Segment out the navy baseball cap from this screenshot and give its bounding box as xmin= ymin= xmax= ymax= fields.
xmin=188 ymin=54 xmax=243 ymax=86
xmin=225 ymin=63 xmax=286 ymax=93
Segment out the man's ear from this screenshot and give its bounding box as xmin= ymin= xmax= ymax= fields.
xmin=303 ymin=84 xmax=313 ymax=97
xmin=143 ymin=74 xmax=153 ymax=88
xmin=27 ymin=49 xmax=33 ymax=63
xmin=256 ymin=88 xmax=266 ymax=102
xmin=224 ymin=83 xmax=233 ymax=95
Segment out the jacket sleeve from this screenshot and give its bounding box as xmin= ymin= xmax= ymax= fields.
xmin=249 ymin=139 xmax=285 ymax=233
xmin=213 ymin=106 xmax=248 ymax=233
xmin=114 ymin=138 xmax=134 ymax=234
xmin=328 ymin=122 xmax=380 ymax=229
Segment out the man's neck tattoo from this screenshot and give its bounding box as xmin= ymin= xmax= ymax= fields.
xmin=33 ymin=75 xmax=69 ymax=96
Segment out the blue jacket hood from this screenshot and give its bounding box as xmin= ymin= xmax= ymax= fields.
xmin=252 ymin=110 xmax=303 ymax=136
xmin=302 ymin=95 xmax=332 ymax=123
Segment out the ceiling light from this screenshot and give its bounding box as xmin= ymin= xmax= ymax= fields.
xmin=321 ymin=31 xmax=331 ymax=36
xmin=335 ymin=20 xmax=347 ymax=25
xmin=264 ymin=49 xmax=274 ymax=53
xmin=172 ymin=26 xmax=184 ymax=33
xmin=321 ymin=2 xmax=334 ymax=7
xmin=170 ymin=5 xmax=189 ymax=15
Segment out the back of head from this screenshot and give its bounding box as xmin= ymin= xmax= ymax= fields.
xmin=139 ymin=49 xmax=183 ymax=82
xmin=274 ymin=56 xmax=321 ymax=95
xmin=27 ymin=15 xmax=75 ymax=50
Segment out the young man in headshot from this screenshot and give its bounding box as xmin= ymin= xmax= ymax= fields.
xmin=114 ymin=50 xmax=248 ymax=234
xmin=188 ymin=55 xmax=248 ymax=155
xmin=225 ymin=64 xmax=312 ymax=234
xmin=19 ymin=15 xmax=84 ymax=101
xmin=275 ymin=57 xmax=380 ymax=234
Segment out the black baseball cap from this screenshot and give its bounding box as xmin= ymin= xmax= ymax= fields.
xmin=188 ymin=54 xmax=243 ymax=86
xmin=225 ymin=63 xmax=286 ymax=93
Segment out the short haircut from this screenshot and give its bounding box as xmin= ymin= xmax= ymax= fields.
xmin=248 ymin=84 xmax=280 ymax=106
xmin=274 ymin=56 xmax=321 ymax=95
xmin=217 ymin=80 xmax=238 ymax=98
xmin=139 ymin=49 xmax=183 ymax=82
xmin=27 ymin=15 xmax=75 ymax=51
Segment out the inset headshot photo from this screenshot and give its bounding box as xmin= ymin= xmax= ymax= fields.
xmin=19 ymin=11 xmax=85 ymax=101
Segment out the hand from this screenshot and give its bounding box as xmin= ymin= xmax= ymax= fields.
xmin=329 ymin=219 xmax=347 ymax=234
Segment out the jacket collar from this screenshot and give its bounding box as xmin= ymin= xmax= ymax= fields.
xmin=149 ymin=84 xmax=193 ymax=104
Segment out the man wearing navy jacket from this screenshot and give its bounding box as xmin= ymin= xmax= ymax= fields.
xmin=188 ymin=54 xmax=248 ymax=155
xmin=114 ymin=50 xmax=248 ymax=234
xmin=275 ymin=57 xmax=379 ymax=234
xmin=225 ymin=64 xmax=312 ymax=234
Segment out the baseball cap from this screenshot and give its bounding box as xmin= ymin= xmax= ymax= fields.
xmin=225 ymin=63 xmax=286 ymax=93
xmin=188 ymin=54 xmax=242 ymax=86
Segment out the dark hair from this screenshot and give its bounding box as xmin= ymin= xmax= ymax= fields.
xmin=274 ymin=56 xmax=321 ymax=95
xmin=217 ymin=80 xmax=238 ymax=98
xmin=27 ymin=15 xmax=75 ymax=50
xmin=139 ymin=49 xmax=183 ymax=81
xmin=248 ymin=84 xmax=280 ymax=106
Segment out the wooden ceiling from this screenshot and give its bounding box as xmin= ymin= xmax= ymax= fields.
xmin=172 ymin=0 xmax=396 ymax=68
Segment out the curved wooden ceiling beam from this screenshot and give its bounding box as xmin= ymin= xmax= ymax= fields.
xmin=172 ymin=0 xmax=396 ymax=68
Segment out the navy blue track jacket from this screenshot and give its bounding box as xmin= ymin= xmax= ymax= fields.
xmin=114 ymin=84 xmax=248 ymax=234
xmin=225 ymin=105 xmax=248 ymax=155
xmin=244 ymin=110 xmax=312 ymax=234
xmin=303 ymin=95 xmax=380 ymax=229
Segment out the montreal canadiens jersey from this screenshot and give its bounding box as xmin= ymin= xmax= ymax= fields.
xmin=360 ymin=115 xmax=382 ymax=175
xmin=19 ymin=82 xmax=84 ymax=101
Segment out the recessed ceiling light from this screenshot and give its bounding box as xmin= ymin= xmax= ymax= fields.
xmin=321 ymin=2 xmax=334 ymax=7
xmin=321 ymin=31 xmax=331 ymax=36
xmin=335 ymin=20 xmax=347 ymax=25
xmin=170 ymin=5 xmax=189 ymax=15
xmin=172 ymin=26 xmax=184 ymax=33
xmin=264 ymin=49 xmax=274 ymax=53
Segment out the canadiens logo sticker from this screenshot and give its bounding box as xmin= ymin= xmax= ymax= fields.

[TASK REQUIREMENTS]
Give the entries above again, substituting "Isolate" for every "Segment out" and leaving everything else as it is.

[ANSWER TO THIS TASK]
Isolate the navy baseball cap from this screenshot and give its bounding box as xmin= ymin= xmax= ymax= fields.
xmin=188 ymin=54 xmax=243 ymax=86
xmin=225 ymin=63 xmax=286 ymax=93
Isolate the man's ear from this screenshot and give its bounding box as xmin= ymin= xmax= ymax= fields.
xmin=303 ymin=84 xmax=313 ymax=97
xmin=143 ymin=74 xmax=153 ymax=88
xmin=27 ymin=49 xmax=33 ymax=63
xmin=256 ymin=88 xmax=266 ymax=102
xmin=224 ymin=83 xmax=233 ymax=95
Isolate the jacket sleeve from this screenshot and give its bounding box as xmin= ymin= xmax= ymax= fields.
xmin=249 ymin=139 xmax=285 ymax=233
xmin=213 ymin=106 xmax=248 ymax=233
xmin=114 ymin=138 xmax=134 ymax=234
xmin=328 ymin=122 xmax=380 ymax=229
Isolate the man's neck tattoo from this screenshot and give its bounding box as xmin= ymin= xmax= ymax= fields.
xmin=33 ymin=75 xmax=69 ymax=96
Isolate the blue jacket hood from this screenshot and give its bounding box as xmin= ymin= xmax= ymax= fields.
xmin=252 ymin=110 xmax=303 ymax=136
xmin=302 ymin=95 xmax=332 ymax=123
Isolate the ceiling light from this screenshot and give its bounding box as xmin= ymin= xmax= ymax= fields.
xmin=321 ymin=31 xmax=331 ymax=36
xmin=335 ymin=20 xmax=347 ymax=25
xmin=264 ymin=49 xmax=274 ymax=53
xmin=172 ymin=26 xmax=184 ymax=33
xmin=321 ymin=2 xmax=334 ymax=7
xmin=170 ymin=5 xmax=189 ymax=15
Isolate the back of head from this screenshot and give its bounding box as xmin= ymin= xmax= ymax= fields.
xmin=139 ymin=49 xmax=183 ymax=82
xmin=274 ymin=56 xmax=321 ymax=95
xmin=27 ymin=15 xmax=75 ymax=50
Isolate the young man in headshot from this screenshot and give its bounding box as xmin= ymin= xmax= ymax= fields.
xmin=114 ymin=50 xmax=248 ymax=234
xmin=188 ymin=55 xmax=248 ymax=155
xmin=225 ymin=64 xmax=312 ymax=234
xmin=19 ymin=15 xmax=84 ymax=101
xmin=275 ymin=57 xmax=380 ymax=234
Isolate the black baseball cap from this screenshot and give its bounding box as xmin= ymin= xmax= ymax= fields.
xmin=188 ymin=54 xmax=243 ymax=86
xmin=225 ymin=63 xmax=286 ymax=93
Isolate the short haircut from this screenshot and give its bounding box as xmin= ymin= xmax= ymax= fields.
xmin=248 ymin=84 xmax=280 ymax=106
xmin=274 ymin=56 xmax=321 ymax=95
xmin=217 ymin=80 xmax=238 ymax=98
xmin=139 ymin=49 xmax=183 ymax=82
xmin=27 ymin=15 xmax=75 ymax=51
Isolate the inset headshot photo from this screenshot and give its bounding box as xmin= ymin= xmax= ymax= fields.
xmin=19 ymin=11 xmax=85 ymax=101
Isolate the hand from this screenshot and give its bounding box as xmin= ymin= xmax= ymax= fields.
xmin=329 ymin=219 xmax=347 ymax=234
Isolate the jacket collar from this screenshot and give its bounding box as xmin= ymin= xmax= ymax= fields.
xmin=149 ymin=84 xmax=193 ymax=104
Isolate the man wearing navy jacket from this screenshot and give its bounding box as xmin= ymin= xmax= ymax= fields.
xmin=188 ymin=54 xmax=248 ymax=155
xmin=114 ymin=50 xmax=248 ymax=234
xmin=275 ymin=57 xmax=379 ymax=234
xmin=225 ymin=64 xmax=312 ymax=234
Isolate the baseball cap from this screenshot and give its bounding box as xmin= ymin= xmax= ymax= fields.
xmin=225 ymin=63 xmax=286 ymax=93
xmin=188 ymin=54 xmax=242 ymax=86
Isolate the dark hair from this screenshot and give its bounding box as xmin= ymin= xmax= ymax= fields.
xmin=274 ymin=56 xmax=321 ymax=95
xmin=217 ymin=80 xmax=238 ymax=98
xmin=27 ymin=15 xmax=75 ymax=50
xmin=139 ymin=49 xmax=183 ymax=81
xmin=248 ymin=84 xmax=280 ymax=106
Isolate the wooden ceiling from this screenshot and give its bounding box as xmin= ymin= xmax= ymax= fields.
xmin=172 ymin=0 xmax=396 ymax=68
Isolate the curved wooden ceiling beam from this screenshot and give its bounding box as xmin= ymin= xmax= ymax= fields.
xmin=172 ymin=0 xmax=396 ymax=68
Isolate the navy blue track jacket from this screenshot and give its bounding box as xmin= ymin= xmax= ymax= fields.
xmin=114 ymin=84 xmax=248 ymax=234
xmin=225 ymin=105 xmax=248 ymax=155
xmin=244 ymin=110 xmax=312 ymax=234
xmin=303 ymin=95 xmax=380 ymax=229
Isolate the montreal canadiens jersey from this screenshot and give its bounding box as xmin= ymin= xmax= ymax= fields.
xmin=360 ymin=115 xmax=382 ymax=175
xmin=19 ymin=82 xmax=84 ymax=101
Isolate the recessed ceiling light from this screenshot and give its bounding box as xmin= ymin= xmax= ymax= fields.
xmin=321 ymin=2 xmax=334 ymax=7
xmin=321 ymin=31 xmax=331 ymax=36
xmin=335 ymin=20 xmax=347 ymax=25
xmin=170 ymin=5 xmax=189 ymax=15
xmin=172 ymin=26 xmax=184 ymax=33
xmin=264 ymin=49 xmax=274 ymax=53
Isolate the canadiens logo sticker from this screenshot and give its bounding box as xmin= ymin= xmax= ymax= fields.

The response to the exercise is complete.